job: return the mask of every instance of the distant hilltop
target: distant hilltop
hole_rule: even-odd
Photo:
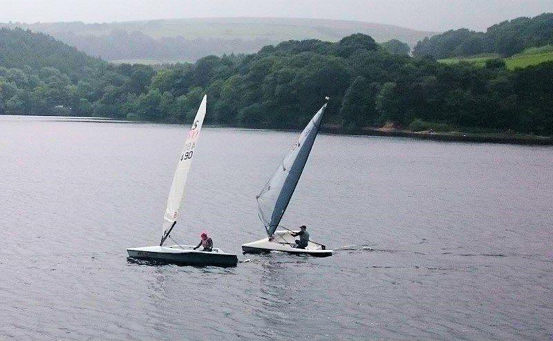
[[[194,61],[203,57],[252,53],[290,39],[337,41],[364,33],[378,42],[415,46],[438,32],[380,23],[296,18],[191,18],[102,23],[4,23],[1,27],[47,33],[87,54],[109,61]]]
---+---
Set task: Duplicate the records above line for line, but omit the pictures from your copy.

Solution:
job: return the mask of every instance of the distant hilltop
target: distant hilltop
hole_rule: even-odd
Photo:
[[[194,61],[203,57],[252,53],[290,39],[337,41],[364,33],[378,42],[415,46],[438,32],[380,23],[296,18],[191,18],[102,23],[4,23],[1,27],[47,33],[87,54],[109,61]]]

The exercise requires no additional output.